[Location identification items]
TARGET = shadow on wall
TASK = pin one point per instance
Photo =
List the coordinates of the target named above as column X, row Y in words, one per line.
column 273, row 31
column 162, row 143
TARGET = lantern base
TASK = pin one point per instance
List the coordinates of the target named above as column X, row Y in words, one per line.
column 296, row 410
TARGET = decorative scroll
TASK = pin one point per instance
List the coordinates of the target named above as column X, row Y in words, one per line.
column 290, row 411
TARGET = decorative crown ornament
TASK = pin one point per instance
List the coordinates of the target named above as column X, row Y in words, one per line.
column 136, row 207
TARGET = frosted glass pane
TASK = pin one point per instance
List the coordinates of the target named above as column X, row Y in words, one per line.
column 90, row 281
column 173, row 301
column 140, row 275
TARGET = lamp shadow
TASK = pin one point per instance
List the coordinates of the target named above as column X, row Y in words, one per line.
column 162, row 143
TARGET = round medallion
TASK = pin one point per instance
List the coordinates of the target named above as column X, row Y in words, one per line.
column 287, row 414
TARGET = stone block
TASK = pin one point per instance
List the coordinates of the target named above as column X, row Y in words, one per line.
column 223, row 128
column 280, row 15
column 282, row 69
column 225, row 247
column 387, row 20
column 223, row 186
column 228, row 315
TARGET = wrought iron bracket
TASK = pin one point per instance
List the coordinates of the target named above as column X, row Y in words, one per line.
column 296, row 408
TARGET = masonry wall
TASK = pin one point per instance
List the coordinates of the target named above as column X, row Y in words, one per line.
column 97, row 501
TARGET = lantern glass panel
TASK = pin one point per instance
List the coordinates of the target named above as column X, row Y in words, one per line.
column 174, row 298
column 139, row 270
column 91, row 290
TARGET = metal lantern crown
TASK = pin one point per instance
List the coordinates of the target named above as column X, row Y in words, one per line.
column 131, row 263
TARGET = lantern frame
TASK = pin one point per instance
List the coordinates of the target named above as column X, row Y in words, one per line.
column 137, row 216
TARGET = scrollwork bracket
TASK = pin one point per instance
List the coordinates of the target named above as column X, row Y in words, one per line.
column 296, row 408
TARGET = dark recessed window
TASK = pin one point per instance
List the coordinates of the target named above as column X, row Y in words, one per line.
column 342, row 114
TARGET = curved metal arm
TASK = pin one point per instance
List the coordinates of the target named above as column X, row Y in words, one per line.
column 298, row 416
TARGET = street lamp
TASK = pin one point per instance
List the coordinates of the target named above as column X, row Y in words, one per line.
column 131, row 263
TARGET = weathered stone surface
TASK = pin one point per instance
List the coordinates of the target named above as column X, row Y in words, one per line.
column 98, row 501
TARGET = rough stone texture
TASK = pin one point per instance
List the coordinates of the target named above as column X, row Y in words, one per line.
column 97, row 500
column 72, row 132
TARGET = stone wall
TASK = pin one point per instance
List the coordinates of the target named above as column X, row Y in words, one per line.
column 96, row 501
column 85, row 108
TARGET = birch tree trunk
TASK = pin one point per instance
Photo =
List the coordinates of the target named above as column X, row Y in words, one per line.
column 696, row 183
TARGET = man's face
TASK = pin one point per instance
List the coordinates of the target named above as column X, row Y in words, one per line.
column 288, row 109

* **INSTRUCTIONS TO FOLLOW**:
Copy the material from its first line through the line with "column 296, row 410", substituting "mark" for every "pin" and leaving everything else unchanged.

* **SOLVED PROBLEM**:
TARGET = shadow on wall
TASK = mark one point per instance
Photo =
List the coordinates of the target named above as column X, row Y in words, one per line.
column 273, row 31
column 162, row 143
TARGET = lantern base
TASK = mark one point per instance
List the coordinates of the target named above as column X, row Y in words, one per line.
column 296, row 410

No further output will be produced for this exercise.